## Given passage
------------------------------
What is inflation?
Ultimately, the result of inflation to the individual is the loss of purchasing power.
That means, that if inflation is greater than zero, 100 dollars today would have less purchasing power tomorrow then they have today. With 100 dollars today one can buy one pair of shoes, in a Har that same $100 will buy you one pair of shoes.
Simplified inflation example:
Imagine two men are on a desert island, one of them has three bottles of water (water man), the other has 300 dollars (money man). They know that rescue is guaranteed in 3 days time. They agree to share the water and the money. On the second day, the money man finds $1,000 in a plastic bag on the shore. The are now only two bottles of water on the island but the money supply is $1200.
The two bottles are suddenly worth $600 each rather than only $100 each. This is an extreme example, but similar scenarios have played out in countries like Venezuela and Zimbabwe.
Practical Example: Burger King’s Whopper
“Another popular burger fast food joint, Burger King’s famous Whopper is much more expensive now than it was in the 1950s. In 1957, a Whopper cost only $0.37 — today that price is $3.99.“
Source: https://www.reviewjournal.com/business/12-fast-food-prices-then-versus-now/
What are the benefits of inflation?
- To stimulate the consumer to spend today rather than save for tomorrow, this creates jobs.
- To dilute the debts of those who borrow most
- To decrease a currency value, which makes it exports cheaper.
- Wages have less purchasing power if they are not adjusted for inflation in time.
Who creates inflation?
There are many sources of inflation, but ultimately government currencies are backed by the future ability of governments to tax its citizens and to attract productive workers into their territories which then can tax. Whoever can create money out of thin air has the power to create inflation.
If you want to learn more about inflation, research the following topics
- Fractional reserve banking
- Money printing
- Speed of money
- FIAT currency
- Bank run
- Electronic bank run
- Money Supply
- M1 vs M2
- Quantitative Easing
What are the three stages of inflation?
It is said that inflation has three stages, each stage has different dynamics in terms of the rate of inflation the ability of governments to control inflation and the collective perspective on the rising prices.
Stage 1: Low Inflation
Officially most Central Banks target a level of inflation between 2% and 4%. Although considered low this could erase the purchasing power between 20% and 40% in a decade. The general population is not concerned with inflation.
Stage 2: High Inflation / Asset inflation
The market price of assets which are inflation proof grows higher. This is because investors are trying to preserve their capital by converting capital which is losing its purchasing power into tangible assets or other currencies which are not inflating.
At this stage, both the smart institutional money and the inflation savvy investor seek out protection, and this increases the velocity of money and the demand for such assets. This cycle starts feeding on itself.
Stage 3: Hyper Inflation / Price Inflation
This is an extreme situation where the general public starts losing faith in a currency. Money loses value at a very high rate; people want to get rid of money in exchange for any goods as quickly as possibly. Authorities tend to implement measures to stop inflation, which has a large impact on personal and business finances.
------------------------------
## Your tasks
1. In the inflation explainer, what range of inflation do most central banks officially target?
2. Copy the inflation explainer from "- Wages have" up to and including "to create inflation.", changing "thin air" to "nothing".
3. Name every stage of inflation that the inflation explainer describes.

## Information shown
------------------------------
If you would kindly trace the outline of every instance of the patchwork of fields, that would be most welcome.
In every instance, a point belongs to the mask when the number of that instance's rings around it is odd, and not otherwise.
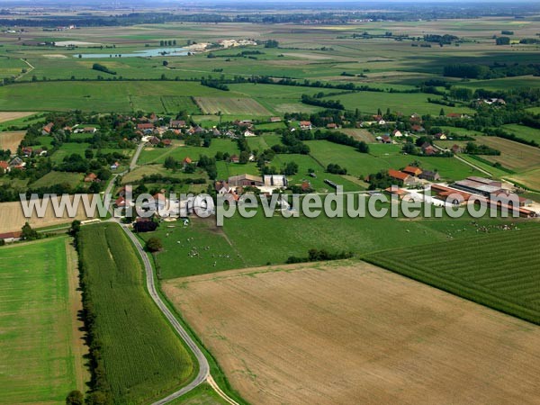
------------------------------
## Results
1. Between 2% and 4%.

2.
- Wages have less purchasing power if they are not adjusted for inflation in time.
Who creates inflation?
There are many sources of inflation, but ultimately government currencies are backed by the future ability of governments to tax its citizens and to attract productive workers into their territories which then can tax. Whoever can create money out of nothing has the power to create inflation.

3.
Stage 1: Low Inflation
Stage 2: High Inflation / Asset inflation
Stage 3: Hyper Inflation / Price Inflation